■ Exercise
Convert the records below into a Markdown table with two columns, Row and Line. Give every non-blank line its own row and number the rows in order.
___
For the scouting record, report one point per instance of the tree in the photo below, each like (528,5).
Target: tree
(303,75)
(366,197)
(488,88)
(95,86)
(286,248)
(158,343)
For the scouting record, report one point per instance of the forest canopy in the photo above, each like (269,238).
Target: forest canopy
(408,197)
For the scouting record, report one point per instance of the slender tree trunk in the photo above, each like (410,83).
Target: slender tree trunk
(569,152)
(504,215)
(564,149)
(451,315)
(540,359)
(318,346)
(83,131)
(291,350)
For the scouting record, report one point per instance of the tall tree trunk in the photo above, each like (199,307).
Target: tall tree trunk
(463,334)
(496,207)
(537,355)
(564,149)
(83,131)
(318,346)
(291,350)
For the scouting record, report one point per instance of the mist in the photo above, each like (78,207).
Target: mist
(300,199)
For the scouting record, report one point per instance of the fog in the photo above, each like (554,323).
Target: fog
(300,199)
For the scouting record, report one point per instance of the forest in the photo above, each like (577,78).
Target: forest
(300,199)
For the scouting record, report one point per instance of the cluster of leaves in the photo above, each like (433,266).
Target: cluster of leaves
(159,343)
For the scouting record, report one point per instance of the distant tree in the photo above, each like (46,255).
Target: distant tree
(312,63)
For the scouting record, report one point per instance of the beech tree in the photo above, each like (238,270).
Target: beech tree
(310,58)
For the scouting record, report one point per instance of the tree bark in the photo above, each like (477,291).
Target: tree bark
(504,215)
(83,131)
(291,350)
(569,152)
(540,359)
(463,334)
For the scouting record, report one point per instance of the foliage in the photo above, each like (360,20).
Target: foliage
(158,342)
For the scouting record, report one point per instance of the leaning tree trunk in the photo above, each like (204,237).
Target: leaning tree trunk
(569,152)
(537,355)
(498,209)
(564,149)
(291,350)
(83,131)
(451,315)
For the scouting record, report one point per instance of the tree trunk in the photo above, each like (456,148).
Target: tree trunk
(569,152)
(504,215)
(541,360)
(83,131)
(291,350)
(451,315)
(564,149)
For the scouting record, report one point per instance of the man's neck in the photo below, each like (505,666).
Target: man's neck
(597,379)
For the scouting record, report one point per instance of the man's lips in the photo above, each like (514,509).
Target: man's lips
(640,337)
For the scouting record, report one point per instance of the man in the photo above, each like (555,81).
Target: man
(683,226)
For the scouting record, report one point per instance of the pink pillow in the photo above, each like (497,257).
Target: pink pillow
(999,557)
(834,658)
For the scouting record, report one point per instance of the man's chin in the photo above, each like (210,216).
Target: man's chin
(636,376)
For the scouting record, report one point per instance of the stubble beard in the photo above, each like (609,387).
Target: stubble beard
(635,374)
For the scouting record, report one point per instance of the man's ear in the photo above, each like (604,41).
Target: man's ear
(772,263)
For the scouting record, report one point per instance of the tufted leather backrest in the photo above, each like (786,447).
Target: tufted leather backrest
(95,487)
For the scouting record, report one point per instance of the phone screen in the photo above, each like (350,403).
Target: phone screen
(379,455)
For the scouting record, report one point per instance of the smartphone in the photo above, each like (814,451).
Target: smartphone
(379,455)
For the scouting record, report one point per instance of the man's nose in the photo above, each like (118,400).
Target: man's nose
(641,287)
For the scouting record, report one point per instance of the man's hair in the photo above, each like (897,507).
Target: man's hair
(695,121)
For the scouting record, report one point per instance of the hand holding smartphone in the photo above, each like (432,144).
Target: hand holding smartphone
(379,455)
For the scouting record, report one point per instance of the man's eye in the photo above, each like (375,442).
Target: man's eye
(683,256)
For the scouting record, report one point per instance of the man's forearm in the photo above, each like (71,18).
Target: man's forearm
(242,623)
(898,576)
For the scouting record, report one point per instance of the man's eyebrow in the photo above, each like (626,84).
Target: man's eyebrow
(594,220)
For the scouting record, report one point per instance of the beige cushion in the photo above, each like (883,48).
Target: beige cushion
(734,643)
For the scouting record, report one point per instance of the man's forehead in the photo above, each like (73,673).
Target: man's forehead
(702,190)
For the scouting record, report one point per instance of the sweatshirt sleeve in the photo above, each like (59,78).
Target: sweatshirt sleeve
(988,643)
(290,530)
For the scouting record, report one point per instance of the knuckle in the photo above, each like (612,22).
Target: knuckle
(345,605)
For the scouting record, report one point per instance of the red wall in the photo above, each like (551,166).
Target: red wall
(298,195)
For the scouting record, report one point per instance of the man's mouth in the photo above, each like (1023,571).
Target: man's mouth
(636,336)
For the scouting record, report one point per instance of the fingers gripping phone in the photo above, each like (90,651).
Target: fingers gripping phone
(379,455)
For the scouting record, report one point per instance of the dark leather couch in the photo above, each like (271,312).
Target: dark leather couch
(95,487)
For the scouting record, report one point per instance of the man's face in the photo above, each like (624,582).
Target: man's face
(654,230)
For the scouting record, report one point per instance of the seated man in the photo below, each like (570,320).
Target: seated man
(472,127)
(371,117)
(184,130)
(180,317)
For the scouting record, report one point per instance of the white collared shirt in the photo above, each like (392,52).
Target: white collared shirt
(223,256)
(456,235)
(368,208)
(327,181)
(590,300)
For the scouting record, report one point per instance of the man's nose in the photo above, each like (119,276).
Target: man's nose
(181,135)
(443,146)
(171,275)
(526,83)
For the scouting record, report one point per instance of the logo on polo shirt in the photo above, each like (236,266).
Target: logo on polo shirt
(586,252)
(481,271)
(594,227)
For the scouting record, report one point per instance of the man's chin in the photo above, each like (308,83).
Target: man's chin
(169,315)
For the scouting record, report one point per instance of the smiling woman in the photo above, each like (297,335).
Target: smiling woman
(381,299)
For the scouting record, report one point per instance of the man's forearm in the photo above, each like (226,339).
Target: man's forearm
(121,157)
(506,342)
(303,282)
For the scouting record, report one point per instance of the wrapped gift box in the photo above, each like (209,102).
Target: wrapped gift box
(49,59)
___
■ Task result
| Row | Line |
|---|---|
| 1 | For the scouting record, report one point per instance of the tree in the photo below, each like (528,5). |
| 2 | Target: tree |
| 3 | (303,75) |
| 4 | (366,197) |
| 5 | (488,88) |
| 6 | (95,86) |
| 7 | (286,248) |
| 8 | (158,343) |
| 9 | For the scouting record, report one point per instance of the forest canopy in the photo above, each like (269,238). |
| 10 | Target: forest canopy |
| 11 | (408,197) |
| 12 | For the scouting record, report one point per instance of the slender tree trunk in the photo above, each like (410,83). |
| 13 | Target: slender tree trunk |
| 14 | (569,152) |
| 15 | (504,215) |
| 16 | (564,149) |
| 17 | (451,315) |
| 18 | (540,359) |
| 19 | (318,346) |
| 20 | (83,131) |
| 21 | (291,350) |
| 22 | For the scouting record, report one point per instance of the tall tree trunk in the photo above, each like (199,307). |
| 23 | Target: tall tree trunk |
| 24 | (463,334) |
| 25 | (496,207) |
| 26 | (537,355) |
| 27 | (564,149) |
| 28 | (83,131) |
| 29 | (318,346) |
| 30 | (291,350) |
| 31 | For the scouting record, report one point per instance of the mist in the photo above, each like (78,207). |
| 32 | Target: mist |
| 33 | (300,199) |
| 34 | For the scouting record, report one point per instance of the fog in the photo above, each like (554,323). |
| 35 | Target: fog |
| 36 | (300,199) |
| 37 | For the scouting record, report one point per instance of the forest in the photo above, each like (577,78). |
| 38 | Target: forest |
| 39 | (300,199) |
| 40 | For the scouting record, report one point per instance of the cluster of leaves in the photo above, each like (433,266). |
| 41 | Target: cluster of leaves |
| 42 | (159,343) |
| 43 | For the scouting record, report one point per instance of the distant tree in the photo above, each like (46,255). |
| 44 | Target: distant tree |
| 45 | (312,63) |
| 46 | For the scouting record, report one point per instance of the beech tree in the photo above, each like (238,270). |
| 47 | Target: beech tree |
| 48 | (310,58) |
| 49 | For the scouting record, report one point per instance of the tree bark in the photo above, each like (477,291). |
| 50 | Target: tree bark |
| 51 | (504,215) |
| 52 | (83,131) |
| 53 | (291,350) |
| 54 | (569,152) |
| 55 | (540,359) |
| 56 | (463,334) |
| 57 | For the scouting record, report one point per instance of the foliage in the photo above, each like (360,20). |
| 58 | Target: foliage |
| 59 | (158,342) |
| 60 | For the scouting record, report one point per instance of the leaning tree trunk in the photo above, each like (204,237). |
| 61 | Target: leaning tree trunk |
| 62 | (569,152) |
| 63 | (537,355) |
| 64 | (498,209) |
| 65 | (564,149) |
| 66 | (291,350) |
| 67 | (83,131) |
| 68 | (451,315) |
| 69 | For the scouting record, report one point per instance of the tree trunk in the photo above, each like (456,148). |
| 70 | Target: tree trunk |
| 71 | (569,152) |
| 72 | (504,215) |
| 73 | (541,360) |
| 74 | (83,131) |
| 75 | (291,350) |
| 76 | (451,315) |
| 77 | (564,149) |
| 78 | For the scouting record, report one point per instance of the man's neck in the photo below, each like (505,666). |
| 79 | Target: man's neck |
| 80 | (597,379) |
| 81 | For the scouting record, report one point per instance of the man's lips in the photo above, each like (514,509). |
| 82 | Target: man's lips |
| 83 | (640,337) |
| 84 | For the scouting record, report one point per instance of the man in the photo above, each like (555,81). |
| 85 | Target: man |
| 86 | (683,226) |
| 87 | For the scouting record, report one point per instance of the pink pillow in the photo above, each like (497,257). |
| 88 | Target: pink pillow |
| 89 | (999,557) |
| 90 | (834,658) |
| 91 | For the scouting record, report one point per instance of the man's chin in the photo above, each like (210,216). |
| 92 | Target: man's chin |
| 93 | (636,376) |
| 94 | For the scouting record, report one point per instance of the stubble beard in the photo above, each like (609,387). |
| 95 | Target: stubble beard |
| 96 | (635,374) |
| 97 | For the scouting record, report one point per instance of the man's ear in the photo above, each like (604,41). |
| 98 | Target: man's ear |
| 99 | (772,263) |
| 100 | For the scouting record, report one point per instance of the tufted leather backrest in the photo above, each like (786,447). |
| 101 | Target: tufted leather backrest |
| 102 | (95,487) |
| 103 | For the scouting record, report one point per instance of the phone screen in the photo above, each like (350,403). |
| 104 | Target: phone screen |
| 105 | (379,455) |
| 106 | For the scouting record, report one point per instance of the smartphone in the photo above, each like (814,451). |
| 107 | Target: smartphone |
| 108 | (379,455) |
| 109 | For the scouting record, report one point per instance of the man's nose in the photo above, each like (118,400). |
| 110 | Target: man's nose |
| 111 | (641,287) |
| 112 | For the scouting record, report one point per instance of the man's hair in the photo above, each like (897,507). |
| 113 | Target: man's hair |
| 114 | (695,121) |
| 115 | For the scouting record, report one point per instance of the hand holding smartphone in the photo above, each like (432,144). |
| 116 | Target: hand holding smartphone |
| 117 | (379,455) |
| 118 | For the scouting record, report one point per instance of the man's eye in the photo above, each like (375,442). |
| 119 | Target: man's eye |
| 120 | (683,256) |
| 121 | For the scouting record, report one point per instance of the man's forearm in the photo above, each like (71,18). |
| 122 | Target: man's forearm |
| 123 | (242,623) |
| 124 | (898,576) |
| 125 | For the scouting record, report one point per instance of the man's eyebrow in the photo above, each like (626,84). |
| 126 | Target: man's eyebrow |
| 127 | (594,220) |
| 128 | For the scouting record, report one point per instance of the beige cushion in the photo above, each like (883,48). |
| 129 | Target: beige cushion |
| 130 | (734,643) |
| 131 | For the scouting record, report one point per instance of the man's forehead in the photo above, each like (73,673). |
| 132 | Target: man's forehead |
| 133 | (702,190) |
| 134 | For the scouting record, report one point per instance of the sweatshirt sleeve in the photo above, each like (59,78). |
| 135 | Target: sweatshirt sleeve |
| 136 | (988,643) |
| 137 | (290,530) |
| 138 | For the scouting record, report one point per instance of the knuckle in the photo above, each like (612,22). |
| 139 | Target: knuckle |
| 140 | (345,605) |
| 141 | For the scouting record, report one point per instance of the red wall in the photo above, each like (551,166). |
| 142 | Target: red wall |
| 143 | (298,195) |
| 144 | For the scouting record, report one point per instance of the man's mouth in the photo above, each like (1023,571). |
| 145 | Target: man's mouth |
| 146 | (636,336) |
| 147 | For the scouting record, report one point per instance of the fingers gripping phone in the photo above, each like (90,651). |
| 148 | Target: fingers gripping phone |
| 149 | (379,455) |
| 150 | For the scouting record, report one point per instance of the dark leather couch in the photo above, each like (271,312). |
| 151 | Target: dark leather couch |
| 152 | (95,487) |
| 153 | For the scouting record, report one point per instance of the man's face in the photo above, each like (624,582). |
| 154 | Target: man's face |
| 155 | (654,230) |
| 156 | For the scouting record, report one point per instance of the seated man in the photo below, each like (570,320). |
| 157 | Target: seated man |
| 158 | (472,127) |
| 159 | (371,117) |
| 160 | (184,130) |
| 161 | (180,317) |
| 162 | For the scouting record, report one point per instance of the white collared shirt in the photo above, each like (392,52). |
| 163 | Target: white collared shirt |
| 164 | (223,256) |
| 165 | (456,235) |
| 166 | (368,208) |
| 167 | (327,181) |
| 168 | (590,300) |
| 169 | For the scouting record, report one point per instance of the man's nose in the photo above, each like (119,276). |
| 170 | Target: man's nose |
| 171 | (181,135) |
| 172 | (443,146) |
| 173 | (171,275) |
| 174 | (526,83) |
| 175 | For the scouting record, report one point per instance of the logo on polo shirt in the photo above, each like (236,266). |
| 176 | Target: logo on polo shirt |
| 177 | (586,252) |
| 178 | (481,271) |
| 179 | (594,227) |
| 180 | For the scouting record, report one point per instance of the man's chin in the photo above, each like (308,83). |
| 181 | Target: man's chin |
| 182 | (169,315) |
| 183 | For the scouting record, report one point per instance of the smiling woman in the photo above, each like (297,335). |
| 184 | Target: smiling woman |
| 185 | (381,299) |
| 186 | For the scouting record, report one point per instance of the man's forearm in the photo above, each like (226,339). |
| 187 | Target: man's forearm |
| 188 | (121,157) |
| 189 | (506,342) |
| 190 | (303,282) |
| 191 | For the scouting record, report one point per instance of the wrapped gift box in the photo above, each like (209,102). |
| 192 | Target: wrapped gift box |
| 193 | (49,59) |